**TASK TO COMPLETE:**
Please answer this from the quantile regression thread below: what information does Nick Cox say commands #1 and #3 throw away?

Bookmark and Share

Notice: On March 31, it was announced that Statalist is moving from an email list to a forum. The old list will shut down on April 23, and its replacement, is already up and running.

[Date Prev][Date Next][Thread Prev][Thread Next][Date Index][Thread Index]

RE: st: Quantile regression

From   Vasan Kandaswamy <>
To   "" <>
Subject   RE: st: Quantile regression
Date   Sat, 22 Sep 2012 10:55:19 +0000

Thank you very much Nick for you response. 
They are very useful in taking the analysis forward. Is there any way that variability within quartile groups be addressed ?
Best regards,

From: [] on behalf of Nick Cox []
Sent: Saturday, September 22, 2012 11:52 AM
Subject: Re: st: Quantile regression

I will number your commands for ease of discussion.

1. xtile bmi_q = bmi, nquantiles(4)

2. bysort bmi_q sex:sum glucose, detail

3. bysort sex: anova glucose_log bmi_q

4. bysort sex: qreg bmi glucose age

#2 gives descriptive statistics, which no doubt could be useful. I
would expect graphs to be as or more useful, e.g.

scatter glucose bmi || lowess glucose bmi, by(sex)

#1 and #3 are choices that seem very hard to defend in any statistical
discussion. You are throwing away information on variability within
quartile groups of -bmi- and degrading the data.

**DATA SECTION:**
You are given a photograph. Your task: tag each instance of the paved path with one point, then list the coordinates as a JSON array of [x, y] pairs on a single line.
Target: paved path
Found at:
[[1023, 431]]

**EXPECTED OUTPUT:**
Information on variability within quartile groups of bmi.